◆ Task to carry out ◆
Copy all entries exactly, and wherever an entry holds a picture, leave that picture out.

------------

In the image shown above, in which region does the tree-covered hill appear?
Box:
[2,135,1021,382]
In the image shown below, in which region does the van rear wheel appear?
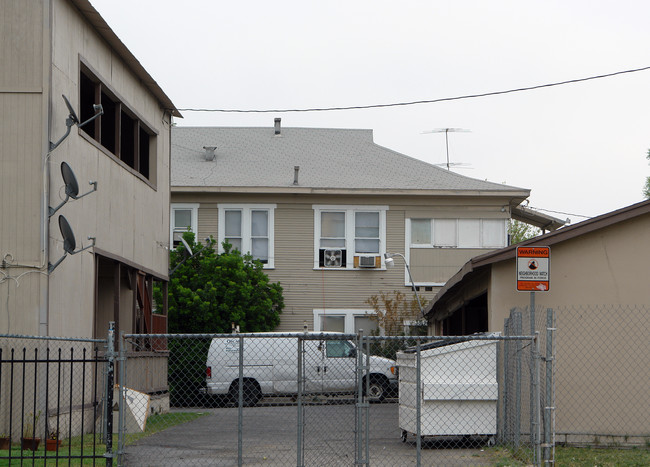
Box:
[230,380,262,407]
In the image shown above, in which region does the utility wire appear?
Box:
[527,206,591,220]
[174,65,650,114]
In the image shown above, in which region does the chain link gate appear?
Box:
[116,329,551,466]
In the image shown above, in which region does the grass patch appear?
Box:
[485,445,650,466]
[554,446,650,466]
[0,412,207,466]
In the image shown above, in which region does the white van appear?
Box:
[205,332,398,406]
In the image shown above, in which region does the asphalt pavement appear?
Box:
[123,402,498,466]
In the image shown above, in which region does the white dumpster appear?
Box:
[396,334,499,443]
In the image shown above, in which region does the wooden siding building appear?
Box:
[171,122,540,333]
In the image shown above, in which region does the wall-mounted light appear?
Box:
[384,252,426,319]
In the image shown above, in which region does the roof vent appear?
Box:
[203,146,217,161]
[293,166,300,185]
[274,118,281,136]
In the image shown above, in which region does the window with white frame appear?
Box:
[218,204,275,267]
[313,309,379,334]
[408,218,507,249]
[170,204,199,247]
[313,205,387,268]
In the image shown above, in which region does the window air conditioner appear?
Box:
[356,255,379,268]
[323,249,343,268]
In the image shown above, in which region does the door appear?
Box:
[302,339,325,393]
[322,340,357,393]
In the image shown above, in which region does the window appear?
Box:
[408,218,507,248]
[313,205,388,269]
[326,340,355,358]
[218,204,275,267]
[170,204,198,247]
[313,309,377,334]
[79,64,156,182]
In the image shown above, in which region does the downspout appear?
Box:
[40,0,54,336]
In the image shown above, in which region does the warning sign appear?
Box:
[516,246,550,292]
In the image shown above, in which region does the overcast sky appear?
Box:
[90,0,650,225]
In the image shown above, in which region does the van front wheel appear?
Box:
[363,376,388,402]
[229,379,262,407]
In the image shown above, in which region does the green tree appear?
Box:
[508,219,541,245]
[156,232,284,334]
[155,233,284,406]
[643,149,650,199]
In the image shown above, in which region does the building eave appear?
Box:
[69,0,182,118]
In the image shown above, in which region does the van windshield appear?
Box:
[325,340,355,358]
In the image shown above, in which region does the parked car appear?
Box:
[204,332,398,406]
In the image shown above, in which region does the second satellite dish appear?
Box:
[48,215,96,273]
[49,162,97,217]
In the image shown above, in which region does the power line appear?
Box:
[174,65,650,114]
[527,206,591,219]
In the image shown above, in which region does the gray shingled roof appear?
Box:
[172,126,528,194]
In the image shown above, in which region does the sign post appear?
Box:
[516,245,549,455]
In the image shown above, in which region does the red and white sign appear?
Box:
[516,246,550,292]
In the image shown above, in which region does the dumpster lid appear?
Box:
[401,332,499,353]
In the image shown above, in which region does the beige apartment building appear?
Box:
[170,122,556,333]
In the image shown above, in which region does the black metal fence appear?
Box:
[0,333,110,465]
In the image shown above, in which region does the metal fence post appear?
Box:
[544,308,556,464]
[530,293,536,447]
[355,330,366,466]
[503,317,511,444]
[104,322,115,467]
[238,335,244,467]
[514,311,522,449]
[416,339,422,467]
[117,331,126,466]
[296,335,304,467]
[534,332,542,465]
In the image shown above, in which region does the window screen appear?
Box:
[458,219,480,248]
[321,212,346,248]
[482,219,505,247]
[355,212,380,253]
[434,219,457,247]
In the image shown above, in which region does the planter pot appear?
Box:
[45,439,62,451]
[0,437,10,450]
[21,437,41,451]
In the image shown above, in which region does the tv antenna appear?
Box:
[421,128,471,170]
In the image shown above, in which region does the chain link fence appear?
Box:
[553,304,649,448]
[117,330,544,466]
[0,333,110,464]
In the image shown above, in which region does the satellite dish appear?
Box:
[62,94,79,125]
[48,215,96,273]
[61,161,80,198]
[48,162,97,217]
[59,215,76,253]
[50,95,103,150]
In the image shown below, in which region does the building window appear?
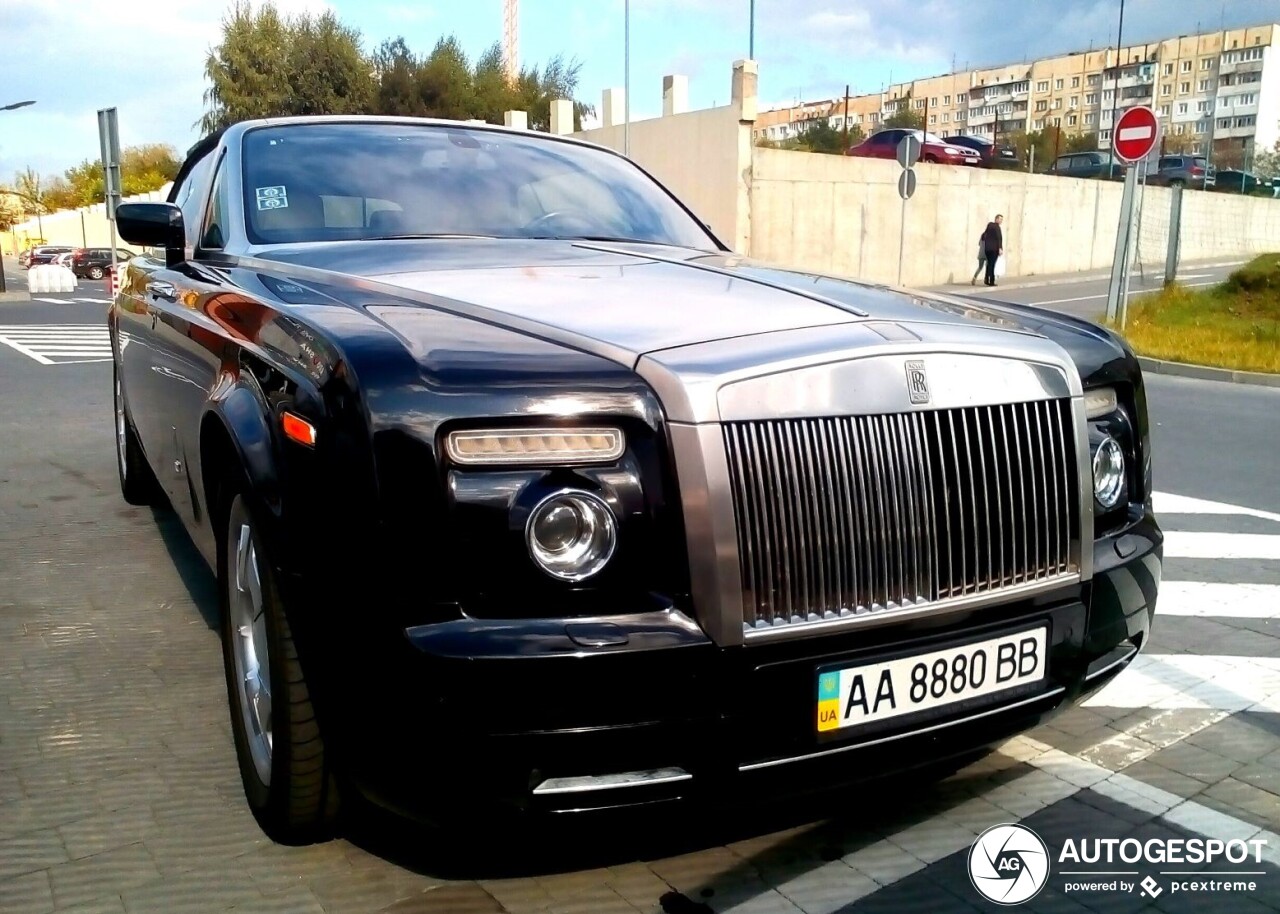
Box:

------------

◆ Finished exercise ◆
In the image shown above, in which region does the tree-covered hill appear?
Box:
[2,135,1021,382]
In the image shown below, in which region does the van rear wheel appear?
Box:
[230,380,262,407]
In the image shown above, in which region does the utility wire appear?
Box:
[527,206,591,220]
[174,65,650,114]
In the image shown above, in which region does the chain link gate appear?
Box:
[116,329,551,466]
In the image shown above, in which region does the grass patch appear?
Box:
[485,445,650,466]
[554,446,650,466]
[0,412,207,466]
In the image shown above, in which region does the white van appear?
Box:
[205,332,398,406]
In the image shown above, in which region does the asphalt pavement appear?
Box:
[123,402,498,466]
In the image shown above, in which region does the white dumpster appear?
Box:
[396,334,499,443]
In the image shown above, in which region does the wooden siding building appear?
Box:
[171,122,540,333]
In the image shown above, in which region does the wall-mounted light appear?
Box:
[384,252,426,319]
In the image shown above, in which region does the roof vent appear?
Box:
[203,146,217,161]
[293,166,300,185]
[274,118,281,136]
In the image shown above, in which region does the window with white frame appear?
Box:
[218,204,275,267]
[313,309,379,334]
[408,218,507,249]
[170,204,199,247]
[313,205,387,268]
In the image shown above, in which region does the window air conditioner appear?
Box:
[356,255,379,268]
[323,249,343,268]
In the image shown above, in which region does the door appear?
Box:
[302,339,325,393]
[322,340,357,393]
In the image shown above, in which region does the window appear?
Box:
[408,218,507,248]
[313,205,388,269]
[326,340,355,358]
[218,204,275,267]
[170,204,198,247]
[313,309,377,334]
[79,64,156,182]
In the image shown above, in which region does the downspout appear?
Box:
[40,0,54,336]
In the image shown above, in which region does the warning sign appear?
Box:
[516,246,550,292]
In the image shown above, in which region does the overcast sky appear?
Box:
[90,0,650,225]
In the image shown above, in which region does the van front wheel appear?
Box:
[363,376,388,402]
[229,379,262,407]
In the image shown above, in which region does the green tree appear?
Box:
[508,219,541,245]
[156,232,284,334]
[155,233,284,406]
[643,149,650,199]
In the image shown above, in which region does the building eave appear?
Box:
[69,0,182,118]
In the image shown above, in which region does the van windshield appear?
Box:
[325,340,355,358]
In the image shown above, in which region does the parked car appear?
Box:
[204,332,398,406]
In the image shown above, in which region does the second satellite dish appear?
Box:
[48,215,96,273]
[49,162,97,217]
In the image shown above, in which region does the power line appear?
Box:
[174,65,650,114]
[527,206,591,219]
In the image shown above, in which region does the gray shingled roof appear?
Box:
[172,126,528,194]
In the image shown above, in which region does the sign post appear?
Box:
[516,245,549,455]
In the image shown above, in which region does the red and white sign appear?
Box:
[516,246,550,292]
In the image shown above, in which region does the dumpster lid appear?
Box:
[401,332,499,353]
In the image shown above, in which region does the beige apartment building appear?
Box:
[170,122,556,333]
In the image shown above, in which region does the black metal fence appear?
Box:
[0,333,110,465]
In the image shown above, in which region does the metal fence post appear?
Box:
[544,308,556,464]
[530,293,536,447]
[355,330,366,466]
[503,317,511,444]
[104,322,115,467]
[238,335,244,467]
[514,311,522,449]
[416,339,422,467]
[117,331,126,466]
[296,335,304,467]
[534,332,542,465]
In the image shown above, in which region does the window screen appear?
Box:
[458,219,480,248]
[321,212,346,248]
[482,219,505,247]
[355,212,380,253]
[434,219,457,247]
In the image shown above, in which region does the planter pot appear?
Box:
[45,439,62,451]
[0,437,10,450]
[21,437,41,451]
In the image shown above, in which region does the tv antenna appear?
Box:
[421,128,471,170]
In the image shown above, in which region does the chain link fence appear?
Box:
[553,304,649,448]
[117,330,544,466]
[0,333,110,464]
In the image shown above, in which region does the satellite dish appear?
Box:
[62,94,79,125]
[48,215,96,273]
[61,161,80,198]
[48,162,97,217]
[59,215,76,253]
[50,95,103,150]
In the image shown below, in which region does the building window appear?
Box:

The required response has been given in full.